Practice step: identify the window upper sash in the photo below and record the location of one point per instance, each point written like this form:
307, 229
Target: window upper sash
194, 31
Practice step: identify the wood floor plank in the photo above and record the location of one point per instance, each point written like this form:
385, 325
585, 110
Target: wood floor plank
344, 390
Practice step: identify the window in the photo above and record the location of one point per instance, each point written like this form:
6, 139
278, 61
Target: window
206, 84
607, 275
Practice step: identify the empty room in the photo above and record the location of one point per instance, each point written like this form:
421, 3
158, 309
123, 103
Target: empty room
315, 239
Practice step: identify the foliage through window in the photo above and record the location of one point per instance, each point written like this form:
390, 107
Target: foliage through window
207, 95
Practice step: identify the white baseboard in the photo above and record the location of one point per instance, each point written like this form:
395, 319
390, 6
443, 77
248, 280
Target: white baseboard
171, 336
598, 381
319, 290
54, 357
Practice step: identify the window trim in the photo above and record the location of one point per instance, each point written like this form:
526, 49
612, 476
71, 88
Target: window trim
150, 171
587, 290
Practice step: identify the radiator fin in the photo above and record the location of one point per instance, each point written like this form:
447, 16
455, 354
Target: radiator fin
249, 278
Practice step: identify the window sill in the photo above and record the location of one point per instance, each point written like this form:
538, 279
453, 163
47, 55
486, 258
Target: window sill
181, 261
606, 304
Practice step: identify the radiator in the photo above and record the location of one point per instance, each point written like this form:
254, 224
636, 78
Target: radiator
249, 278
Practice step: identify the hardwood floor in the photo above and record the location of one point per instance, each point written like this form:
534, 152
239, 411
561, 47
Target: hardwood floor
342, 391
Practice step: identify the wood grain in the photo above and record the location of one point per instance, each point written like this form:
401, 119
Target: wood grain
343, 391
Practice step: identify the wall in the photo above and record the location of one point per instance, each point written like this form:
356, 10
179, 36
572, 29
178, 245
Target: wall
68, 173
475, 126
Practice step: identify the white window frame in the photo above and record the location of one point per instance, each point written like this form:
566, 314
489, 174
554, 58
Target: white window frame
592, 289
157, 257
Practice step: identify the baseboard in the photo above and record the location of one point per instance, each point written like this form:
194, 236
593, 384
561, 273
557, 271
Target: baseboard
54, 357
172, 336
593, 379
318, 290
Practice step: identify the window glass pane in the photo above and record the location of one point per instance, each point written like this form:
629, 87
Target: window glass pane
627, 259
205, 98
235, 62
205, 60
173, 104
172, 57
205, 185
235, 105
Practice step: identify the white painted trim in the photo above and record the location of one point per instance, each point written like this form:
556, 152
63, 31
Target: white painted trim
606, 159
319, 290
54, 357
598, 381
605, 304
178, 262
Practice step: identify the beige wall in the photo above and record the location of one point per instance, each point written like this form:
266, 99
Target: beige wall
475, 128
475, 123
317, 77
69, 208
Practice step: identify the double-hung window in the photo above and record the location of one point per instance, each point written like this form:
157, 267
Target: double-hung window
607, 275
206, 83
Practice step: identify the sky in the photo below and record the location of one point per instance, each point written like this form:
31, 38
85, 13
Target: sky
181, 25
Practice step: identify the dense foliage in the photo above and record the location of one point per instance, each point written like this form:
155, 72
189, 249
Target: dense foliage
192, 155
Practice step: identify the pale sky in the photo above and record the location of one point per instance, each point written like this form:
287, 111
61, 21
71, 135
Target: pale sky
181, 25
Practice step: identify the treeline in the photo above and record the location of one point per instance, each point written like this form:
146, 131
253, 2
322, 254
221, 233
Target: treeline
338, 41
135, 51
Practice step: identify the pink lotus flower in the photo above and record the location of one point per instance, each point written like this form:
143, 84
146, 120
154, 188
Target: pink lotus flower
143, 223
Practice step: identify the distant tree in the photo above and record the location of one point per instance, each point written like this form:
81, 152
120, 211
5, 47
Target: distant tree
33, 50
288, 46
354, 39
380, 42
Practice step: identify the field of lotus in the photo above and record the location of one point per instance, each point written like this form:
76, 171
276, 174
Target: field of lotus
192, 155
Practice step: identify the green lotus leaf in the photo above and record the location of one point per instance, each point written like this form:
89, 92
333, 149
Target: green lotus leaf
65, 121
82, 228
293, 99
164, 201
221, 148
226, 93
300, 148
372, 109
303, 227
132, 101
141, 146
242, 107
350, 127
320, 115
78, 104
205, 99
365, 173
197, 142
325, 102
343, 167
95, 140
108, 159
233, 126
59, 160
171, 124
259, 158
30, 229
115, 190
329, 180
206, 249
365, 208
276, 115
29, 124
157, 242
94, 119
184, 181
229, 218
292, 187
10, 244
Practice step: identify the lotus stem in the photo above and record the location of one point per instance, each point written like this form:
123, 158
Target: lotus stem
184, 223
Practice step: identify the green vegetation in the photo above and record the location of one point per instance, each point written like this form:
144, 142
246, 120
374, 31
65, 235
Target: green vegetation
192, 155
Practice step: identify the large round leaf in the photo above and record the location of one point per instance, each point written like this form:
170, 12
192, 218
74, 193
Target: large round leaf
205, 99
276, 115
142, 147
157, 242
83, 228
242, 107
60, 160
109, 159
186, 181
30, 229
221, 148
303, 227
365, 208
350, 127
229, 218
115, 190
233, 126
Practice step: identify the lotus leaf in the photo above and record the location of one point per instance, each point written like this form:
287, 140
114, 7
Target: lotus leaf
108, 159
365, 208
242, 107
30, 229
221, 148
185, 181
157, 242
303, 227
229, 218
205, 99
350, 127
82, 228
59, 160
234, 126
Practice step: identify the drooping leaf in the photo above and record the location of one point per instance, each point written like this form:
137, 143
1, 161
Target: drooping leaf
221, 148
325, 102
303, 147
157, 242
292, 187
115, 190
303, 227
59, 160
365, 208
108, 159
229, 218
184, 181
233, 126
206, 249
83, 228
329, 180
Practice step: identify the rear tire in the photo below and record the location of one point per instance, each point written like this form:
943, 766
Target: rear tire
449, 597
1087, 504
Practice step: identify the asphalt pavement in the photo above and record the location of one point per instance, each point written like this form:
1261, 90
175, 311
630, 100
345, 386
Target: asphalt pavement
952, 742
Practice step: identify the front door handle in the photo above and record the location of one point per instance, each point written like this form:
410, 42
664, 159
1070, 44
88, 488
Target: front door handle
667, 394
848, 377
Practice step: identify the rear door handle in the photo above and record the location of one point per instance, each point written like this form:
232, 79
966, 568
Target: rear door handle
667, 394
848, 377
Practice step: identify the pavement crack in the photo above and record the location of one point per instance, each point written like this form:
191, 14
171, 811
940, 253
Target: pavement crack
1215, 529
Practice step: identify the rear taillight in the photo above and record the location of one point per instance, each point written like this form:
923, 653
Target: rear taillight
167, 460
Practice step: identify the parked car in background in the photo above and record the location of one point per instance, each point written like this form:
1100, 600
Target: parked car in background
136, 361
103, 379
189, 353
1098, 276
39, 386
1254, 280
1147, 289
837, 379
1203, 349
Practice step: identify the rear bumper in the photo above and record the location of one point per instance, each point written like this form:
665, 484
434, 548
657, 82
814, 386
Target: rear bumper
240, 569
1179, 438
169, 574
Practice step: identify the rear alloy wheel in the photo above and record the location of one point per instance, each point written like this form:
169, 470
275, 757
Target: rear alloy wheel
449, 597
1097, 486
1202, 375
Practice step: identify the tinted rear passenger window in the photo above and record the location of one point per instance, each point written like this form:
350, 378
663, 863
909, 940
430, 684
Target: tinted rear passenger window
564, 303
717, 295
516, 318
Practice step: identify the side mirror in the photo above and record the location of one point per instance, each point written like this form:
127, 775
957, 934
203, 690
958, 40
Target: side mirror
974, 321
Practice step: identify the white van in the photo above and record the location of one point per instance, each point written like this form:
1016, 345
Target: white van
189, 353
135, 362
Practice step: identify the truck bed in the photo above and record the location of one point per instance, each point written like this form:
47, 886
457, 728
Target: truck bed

....

**Prompt**
Reproduce only those lines of the entries above that run from the line with "Practice step: identify the rear door" to the final line.

**Response to this exercise**
Practice step: identify the rear door handle in the photo above and record the location of one point per instance, each point written like this form:
232, 79
966, 568
Target: rear door handle
667, 394
848, 377
Practice step: identify the pavement crack in the photo above and record the location of one point per instance, each point written like this form:
191, 14
171, 811
940, 253
Target: pavement crack
1215, 529
Practice step: identify the rear taillight in the photo above and record the location of one point per instance, each point written like this form:
923, 653
Target: rear taillight
167, 460
Practice step: identify the parked car in background in the photo above and record the location of one point per instance, each point written like this form:
1100, 600
Target: parked car in background
136, 361
103, 379
189, 353
1098, 276
39, 386
1254, 280
1147, 289
837, 379
1203, 349
Practice step: identify the rear bumper in the photo above and record the location of one point per instance, each point written like this form:
665, 484
434, 548
657, 82
814, 386
Target: rear bumper
240, 569
1179, 438
169, 574
Practice step: identify the rear alloy wheel in the photo above and record the location of one point per instance, each point written like this form:
169, 470
275, 757
Target: rear alloy wheel
449, 597
1097, 486
1202, 375
Practice step: identify the tinted rear passenger window in the photo above and record the location of one point per instance, each point written like this form:
350, 378
663, 863
909, 940
430, 684
Target: tinted rear passenger window
564, 303
717, 295
516, 318
Practice step: identify the side mirror in the photo above and record the location of one point per instance, each point written like this form:
127, 775
957, 934
203, 690
958, 40
Target: side mirror
974, 321
Practice step: identify the white van in the photo above and record the location of one point per instance, each point written like this form:
1016, 345
Target: white van
189, 353
135, 362
Practice step: identify the truck bed in the photo above and record the location of one point per instance, each point written like this form:
47, 886
457, 728
Target: truck bed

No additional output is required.